■ WHAT THE TASK ASKS
List every line of the material below that contains the word "chrome".

■ ENTRIES PROVIDED

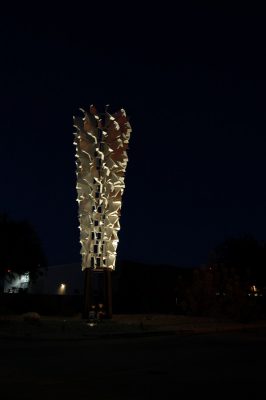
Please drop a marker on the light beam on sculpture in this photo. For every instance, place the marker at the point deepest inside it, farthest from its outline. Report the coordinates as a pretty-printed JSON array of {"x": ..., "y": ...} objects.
[{"x": 101, "y": 141}]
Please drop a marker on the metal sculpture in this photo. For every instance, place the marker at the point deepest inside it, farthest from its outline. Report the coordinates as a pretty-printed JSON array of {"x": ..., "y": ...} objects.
[{"x": 101, "y": 141}]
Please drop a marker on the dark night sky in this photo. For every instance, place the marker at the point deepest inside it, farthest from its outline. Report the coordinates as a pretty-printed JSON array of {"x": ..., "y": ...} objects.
[{"x": 192, "y": 81}]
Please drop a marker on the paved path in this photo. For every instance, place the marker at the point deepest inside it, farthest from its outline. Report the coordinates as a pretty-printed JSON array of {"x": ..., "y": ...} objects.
[{"x": 119, "y": 326}]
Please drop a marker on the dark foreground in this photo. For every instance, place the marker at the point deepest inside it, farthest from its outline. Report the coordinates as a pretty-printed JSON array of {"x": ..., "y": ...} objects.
[{"x": 213, "y": 366}]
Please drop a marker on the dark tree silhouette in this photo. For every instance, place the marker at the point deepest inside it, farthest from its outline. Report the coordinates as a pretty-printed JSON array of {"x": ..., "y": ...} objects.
[
  {"x": 245, "y": 255},
  {"x": 20, "y": 248}
]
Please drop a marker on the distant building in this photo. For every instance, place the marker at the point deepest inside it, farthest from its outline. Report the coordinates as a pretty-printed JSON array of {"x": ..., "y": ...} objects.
[
  {"x": 67, "y": 279},
  {"x": 16, "y": 283}
]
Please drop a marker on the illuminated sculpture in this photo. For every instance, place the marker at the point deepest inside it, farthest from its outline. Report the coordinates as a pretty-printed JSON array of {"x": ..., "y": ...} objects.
[{"x": 101, "y": 141}]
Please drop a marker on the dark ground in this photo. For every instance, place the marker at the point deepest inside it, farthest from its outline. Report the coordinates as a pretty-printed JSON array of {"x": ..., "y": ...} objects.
[
  {"x": 132, "y": 357},
  {"x": 222, "y": 365}
]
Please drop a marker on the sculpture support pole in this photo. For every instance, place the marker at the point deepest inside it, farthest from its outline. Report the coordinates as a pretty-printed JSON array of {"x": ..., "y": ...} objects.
[
  {"x": 108, "y": 292},
  {"x": 87, "y": 292}
]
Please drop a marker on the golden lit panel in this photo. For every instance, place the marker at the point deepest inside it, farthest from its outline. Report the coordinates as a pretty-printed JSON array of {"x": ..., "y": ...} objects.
[{"x": 101, "y": 142}]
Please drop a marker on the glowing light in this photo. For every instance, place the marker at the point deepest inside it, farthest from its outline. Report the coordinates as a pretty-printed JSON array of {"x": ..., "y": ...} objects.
[{"x": 62, "y": 288}]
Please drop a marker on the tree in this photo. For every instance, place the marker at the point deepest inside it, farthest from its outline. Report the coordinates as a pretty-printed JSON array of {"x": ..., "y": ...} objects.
[
  {"x": 20, "y": 248},
  {"x": 244, "y": 255}
]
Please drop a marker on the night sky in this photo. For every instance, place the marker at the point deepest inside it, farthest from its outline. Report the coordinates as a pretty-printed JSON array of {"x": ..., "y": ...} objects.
[{"x": 192, "y": 82}]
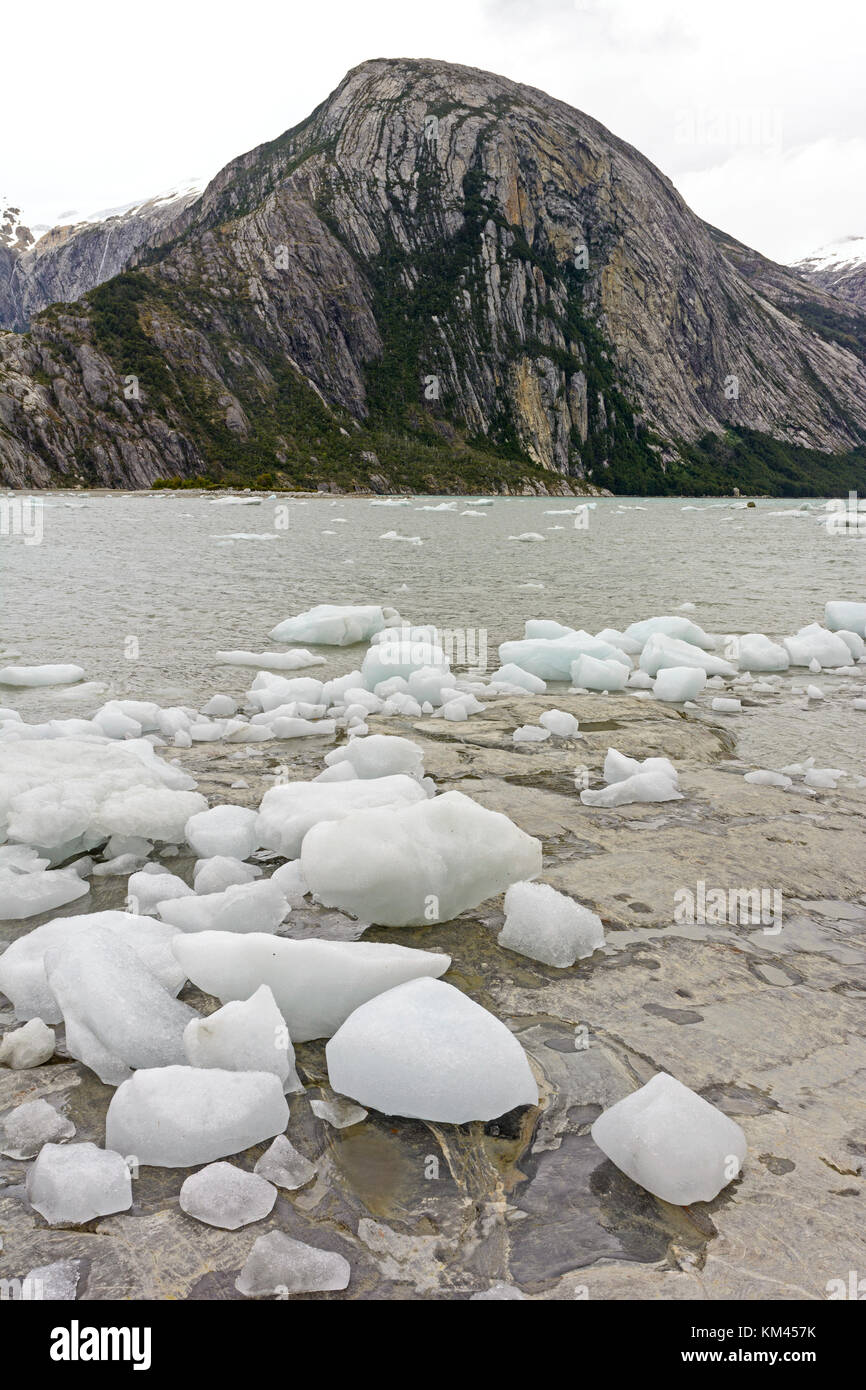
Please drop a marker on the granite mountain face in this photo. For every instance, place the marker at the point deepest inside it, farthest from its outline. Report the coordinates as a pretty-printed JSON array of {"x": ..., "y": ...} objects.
[{"x": 439, "y": 280}]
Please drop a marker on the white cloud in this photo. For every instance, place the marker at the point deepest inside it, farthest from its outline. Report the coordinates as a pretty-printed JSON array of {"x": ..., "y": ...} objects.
[{"x": 107, "y": 103}]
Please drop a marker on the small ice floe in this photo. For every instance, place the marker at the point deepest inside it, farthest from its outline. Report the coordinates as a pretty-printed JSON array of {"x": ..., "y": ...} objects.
[
  {"x": 223, "y": 830},
  {"x": 28, "y": 894},
  {"x": 22, "y": 965},
  {"x": 243, "y": 906},
  {"x": 117, "y": 1014},
  {"x": 676, "y": 684},
  {"x": 289, "y": 811},
  {"x": 672, "y": 1141},
  {"x": 330, "y": 624},
  {"x": 25, "y": 1129},
  {"x": 245, "y": 1036},
  {"x": 594, "y": 674},
  {"x": 427, "y": 1051},
  {"x": 548, "y": 926},
  {"x": 291, "y": 660},
  {"x": 224, "y": 1196},
  {"x": 816, "y": 644},
  {"x": 284, "y": 1166},
  {"x": 378, "y": 755},
  {"x": 285, "y": 1266},
  {"x": 216, "y": 875},
  {"x": 28, "y": 1045},
  {"x": 314, "y": 983},
  {"x": 843, "y": 615},
  {"x": 338, "y": 1112},
  {"x": 559, "y": 722},
  {"x": 74, "y": 1183},
  {"x": 530, "y": 734},
  {"x": 756, "y": 652},
  {"x": 419, "y": 863},
  {"x": 763, "y": 777},
  {"x": 178, "y": 1116},
  {"x": 36, "y": 676}
]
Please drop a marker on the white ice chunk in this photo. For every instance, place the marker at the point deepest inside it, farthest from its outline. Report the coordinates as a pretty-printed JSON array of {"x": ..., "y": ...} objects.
[
  {"x": 243, "y": 1036},
  {"x": 642, "y": 787},
  {"x": 281, "y": 1164},
  {"x": 146, "y": 890},
  {"x": 594, "y": 674},
  {"x": 816, "y": 644},
  {"x": 72, "y": 1183},
  {"x": 676, "y": 684},
  {"x": 25, "y": 1129},
  {"x": 225, "y": 1196},
  {"x": 559, "y": 722},
  {"x": 177, "y": 1116},
  {"x": 116, "y": 1011},
  {"x": 221, "y": 872},
  {"x": 419, "y": 863},
  {"x": 223, "y": 830},
  {"x": 662, "y": 651},
  {"x": 29, "y": 894},
  {"x": 758, "y": 653},
  {"x": 380, "y": 755},
  {"x": 285, "y": 1266},
  {"x": 545, "y": 925},
  {"x": 243, "y": 906},
  {"x": 316, "y": 983},
  {"x": 25, "y": 1047},
  {"x": 330, "y": 624},
  {"x": 672, "y": 1141},
  {"x": 841, "y": 613},
  {"x": 22, "y": 975},
  {"x": 289, "y": 811},
  {"x": 427, "y": 1051}
]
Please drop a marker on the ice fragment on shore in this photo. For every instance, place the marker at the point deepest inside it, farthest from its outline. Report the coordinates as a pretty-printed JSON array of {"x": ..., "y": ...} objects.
[
  {"x": 427, "y": 1051},
  {"x": 74, "y": 1183},
  {"x": 225, "y": 1196},
  {"x": 420, "y": 863},
  {"x": 177, "y": 1116},
  {"x": 316, "y": 983},
  {"x": 548, "y": 926},
  {"x": 672, "y": 1141}
]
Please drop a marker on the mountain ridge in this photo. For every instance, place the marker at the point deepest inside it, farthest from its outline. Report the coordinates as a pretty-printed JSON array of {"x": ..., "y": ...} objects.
[{"x": 445, "y": 277}]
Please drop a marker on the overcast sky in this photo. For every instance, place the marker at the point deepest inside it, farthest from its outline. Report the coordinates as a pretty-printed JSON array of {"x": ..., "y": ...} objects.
[{"x": 755, "y": 109}]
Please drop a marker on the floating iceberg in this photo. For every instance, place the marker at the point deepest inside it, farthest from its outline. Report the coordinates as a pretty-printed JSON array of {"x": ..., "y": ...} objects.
[
  {"x": 672, "y": 1141},
  {"x": 427, "y": 1051},
  {"x": 328, "y": 624},
  {"x": 288, "y": 812},
  {"x": 22, "y": 965},
  {"x": 548, "y": 926},
  {"x": 72, "y": 1183},
  {"x": 223, "y": 830},
  {"x": 225, "y": 1196},
  {"x": 177, "y": 1116},
  {"x": 117, "y": 1014},
  {"x": 243, "y": 906},
  {"x": 316, "y": 983},
  {"x": 419, "y": 863},
  {"x": 243, "y": 1036},
  {"x": 285, "y": 1266}
]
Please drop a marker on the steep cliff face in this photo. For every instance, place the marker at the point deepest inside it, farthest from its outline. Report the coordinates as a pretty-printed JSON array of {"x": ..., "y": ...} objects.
[
  {"x": 70, "y": 260},
  {"x": 439, "y": 275}
]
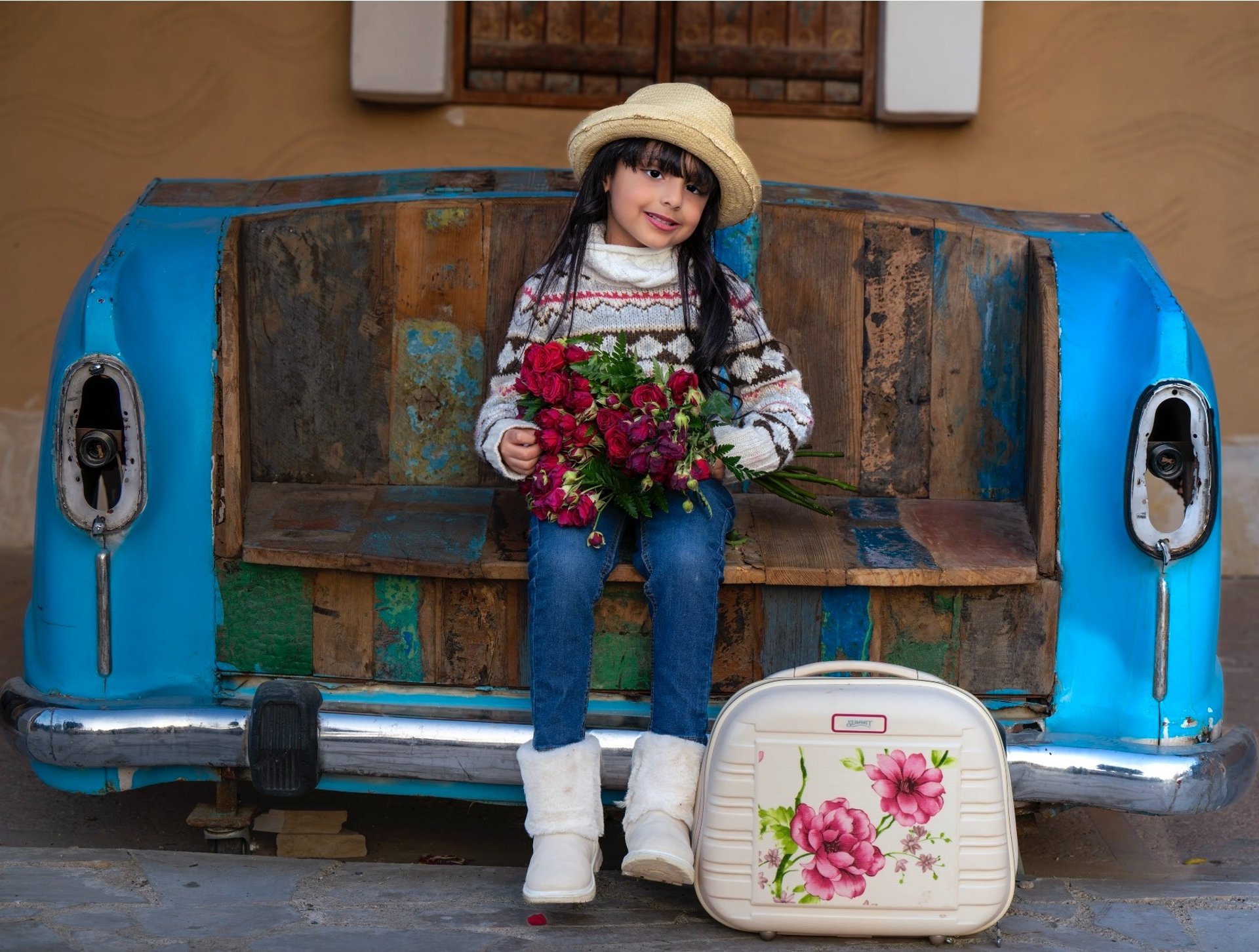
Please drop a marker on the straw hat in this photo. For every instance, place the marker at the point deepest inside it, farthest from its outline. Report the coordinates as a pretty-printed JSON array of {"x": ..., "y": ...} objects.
[{"x": 688, "y": 116}]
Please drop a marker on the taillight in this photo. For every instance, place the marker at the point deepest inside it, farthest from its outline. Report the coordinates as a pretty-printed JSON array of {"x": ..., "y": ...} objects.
[
  {"x": 1172, "y": 454},
  {"x": 100, "y": 439}
]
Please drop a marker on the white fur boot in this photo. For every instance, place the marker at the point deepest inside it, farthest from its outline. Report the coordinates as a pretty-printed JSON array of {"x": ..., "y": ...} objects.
[
  {"x": 566, "y": 820},
  {"x": 660, "y": 809}
]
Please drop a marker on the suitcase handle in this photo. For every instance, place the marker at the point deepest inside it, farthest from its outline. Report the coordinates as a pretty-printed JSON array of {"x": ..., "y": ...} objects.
[{"x": 858, "y": 666}]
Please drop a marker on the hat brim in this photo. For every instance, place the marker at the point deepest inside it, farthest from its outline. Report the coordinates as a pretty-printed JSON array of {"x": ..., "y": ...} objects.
[{"x": 740, "y": 187}]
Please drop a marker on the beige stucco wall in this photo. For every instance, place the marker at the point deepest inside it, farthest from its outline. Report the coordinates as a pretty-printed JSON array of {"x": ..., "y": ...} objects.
[{"x": 1148, "y": 111}]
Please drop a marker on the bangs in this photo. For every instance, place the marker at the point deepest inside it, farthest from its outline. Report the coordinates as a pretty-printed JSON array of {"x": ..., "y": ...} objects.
[{"x": 670, "y": 159}]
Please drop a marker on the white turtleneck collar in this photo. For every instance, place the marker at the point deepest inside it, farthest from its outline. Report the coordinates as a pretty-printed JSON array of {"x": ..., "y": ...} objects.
[{"x": 622, "y": 265}]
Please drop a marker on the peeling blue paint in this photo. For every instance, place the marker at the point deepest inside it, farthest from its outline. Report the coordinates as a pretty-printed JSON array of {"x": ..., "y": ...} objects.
[
  {"x": 740, "y": 246},
  {"x": 437, "y": 393},
  {"x": 847, "y": 624}
]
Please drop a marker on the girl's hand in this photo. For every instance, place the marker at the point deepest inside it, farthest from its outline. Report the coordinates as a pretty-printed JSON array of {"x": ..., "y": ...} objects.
[{"x": 519, "y": 450}]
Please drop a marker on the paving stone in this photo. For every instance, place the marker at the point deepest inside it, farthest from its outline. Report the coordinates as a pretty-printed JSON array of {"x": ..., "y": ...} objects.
[
  {"x": 332, "y": 940},
  {"x": 1224, "y": 930},
  {"x": 112, "y": 942},
  {"x": 362, "y": 883},
  {"x": 62, "y": 886},
  {"x": 1047, "y": 890},
  {"x": 96, "y": 919},
  {"x": 31, "y": 937},
  {"x": 1018, "y": 927},
  {"x": 224, "y": 878},
  {"x": 1149, "y": 924},
  {"x": 183, "y": 921},
  {"x": 28, "y": 856},
  {"x": 1165, "y": 888}
]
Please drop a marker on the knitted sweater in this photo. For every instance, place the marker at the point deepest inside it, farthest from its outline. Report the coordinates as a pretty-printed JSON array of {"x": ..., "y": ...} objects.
[{"x": 635, "y": 291}]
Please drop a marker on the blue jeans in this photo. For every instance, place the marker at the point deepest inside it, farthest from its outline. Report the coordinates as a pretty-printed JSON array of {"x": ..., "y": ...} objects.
[{"x": 681, "y": 555}]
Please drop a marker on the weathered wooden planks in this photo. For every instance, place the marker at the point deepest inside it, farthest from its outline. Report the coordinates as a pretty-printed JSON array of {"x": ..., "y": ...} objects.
[
  {"x": 439, "y": 344},
  {"x": 231, "y": 427},
  {"x": 896, "y": 439},
  {"x": 1043, "y": 388},
  {"x": 481, "y": 533},
  {"x": 343, "y": 630},
  {"x": 814, "y": 304},
  {"x": 985, "y": 640},
  {"x": 520, "y": 235},
  {"x": 799, "y": 547},
  {"x": 475, "y": 631},
  {"x": 317, "y": 300},
  {"x": 978, "y": 401},
  {"x": 471, "y": 633}
]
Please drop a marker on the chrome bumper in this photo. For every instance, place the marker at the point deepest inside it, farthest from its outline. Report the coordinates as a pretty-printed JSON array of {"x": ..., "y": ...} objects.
[{"x": 1044, "y": 768}]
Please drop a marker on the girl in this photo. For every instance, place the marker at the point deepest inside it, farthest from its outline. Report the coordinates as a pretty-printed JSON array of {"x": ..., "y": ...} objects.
[{"x": 659, "y": 175}]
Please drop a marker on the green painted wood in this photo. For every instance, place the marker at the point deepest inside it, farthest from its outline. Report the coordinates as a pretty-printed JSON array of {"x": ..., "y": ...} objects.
[
  {"x": 268, "y": 618},
  {"x": 793, "y": 626},
  {"x": 398, "y": 655},
  {"x": 919, "y": 629},
  {"x": 622, "y": 640}
]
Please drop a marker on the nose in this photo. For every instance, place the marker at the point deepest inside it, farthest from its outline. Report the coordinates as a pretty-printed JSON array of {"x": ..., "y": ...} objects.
[{"x": 671, "y": 194}]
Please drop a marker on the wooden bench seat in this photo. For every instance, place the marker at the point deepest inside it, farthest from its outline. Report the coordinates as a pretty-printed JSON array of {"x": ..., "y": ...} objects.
[
  {"x": 359, "y": 537},
  {"x": 481, "y": 533}
]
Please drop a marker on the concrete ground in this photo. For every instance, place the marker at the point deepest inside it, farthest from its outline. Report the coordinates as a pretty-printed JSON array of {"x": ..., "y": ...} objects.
[{"x": 126, "y": 873}]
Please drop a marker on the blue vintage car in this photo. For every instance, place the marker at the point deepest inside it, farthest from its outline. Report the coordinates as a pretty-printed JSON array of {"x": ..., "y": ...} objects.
[{"x": 265, "y": 547}]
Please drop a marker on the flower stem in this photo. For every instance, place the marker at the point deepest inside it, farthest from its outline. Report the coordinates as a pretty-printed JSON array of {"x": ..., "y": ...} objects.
[{"x": 810, "y": 477}]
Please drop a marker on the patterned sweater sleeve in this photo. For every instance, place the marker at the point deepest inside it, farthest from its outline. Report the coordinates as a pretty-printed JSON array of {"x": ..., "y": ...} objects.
[
  {"x": 774, "y": 414},
  {"x": 499, "y": 411}
]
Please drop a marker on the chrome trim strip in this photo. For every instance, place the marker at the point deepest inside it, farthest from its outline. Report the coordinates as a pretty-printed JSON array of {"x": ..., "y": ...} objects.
[
  {"x": 104, "y": 643},
  {"x": 1144, "y": 778},
  {"x": 1044, "y": 768}
]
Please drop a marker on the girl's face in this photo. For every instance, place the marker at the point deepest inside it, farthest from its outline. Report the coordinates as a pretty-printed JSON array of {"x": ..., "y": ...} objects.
[{"x": 649, "y": 208}]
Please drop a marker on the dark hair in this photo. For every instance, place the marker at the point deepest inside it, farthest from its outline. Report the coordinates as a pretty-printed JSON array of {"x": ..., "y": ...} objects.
[{"x": 710, "y": 330}]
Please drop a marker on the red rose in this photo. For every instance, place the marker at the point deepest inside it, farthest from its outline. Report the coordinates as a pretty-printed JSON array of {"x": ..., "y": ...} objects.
[
  {"x": 680, "y": 383},
  {"x": 607, "y": 418},
  {"x": 580, "y": 401},
  {"x": 582, "y": 436},
  {"x": 647, "y": 397},
  {"x": 618, "y": 447},
  {"x": 544, "y": 358},
  {"x": 640, "y": 429},
  {"x": 639, "y": 461},
  {"x": 529, "y": 382},
  {"x": 555, "y": 387},
  {"x": 586, "y": 509}
]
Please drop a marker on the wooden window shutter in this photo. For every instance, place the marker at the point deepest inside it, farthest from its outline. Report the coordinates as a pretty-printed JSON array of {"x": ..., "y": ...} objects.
[{"x": 770, "y": 58}]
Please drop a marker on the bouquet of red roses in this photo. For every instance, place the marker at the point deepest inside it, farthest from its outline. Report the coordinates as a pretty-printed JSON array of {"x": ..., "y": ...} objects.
[{"x": 610, "y": 432}]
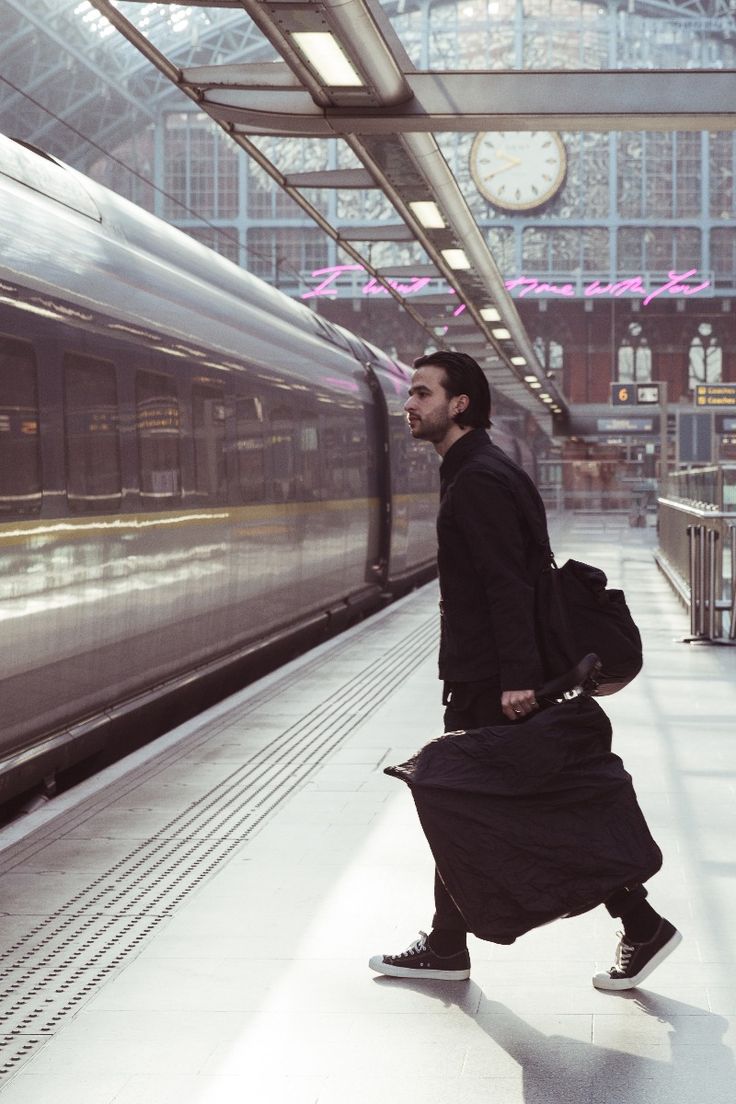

■ RESPONSE
Please drop a marker on the chrome bumper in this photo. For every instance, place the marker at the point deepest inside it, farthest from its outline. Report the coordinates as a pretty-printed JSON array of {"x": ..., "y": ...} objects.
Please drop a marker on the chrome trim strip in this photo. For every instance, place the marker at the point deepest inside it, farthest from its outline. Report the coordinates as a pretty-printed JSON array of {"x": ..., "y": ...} objects.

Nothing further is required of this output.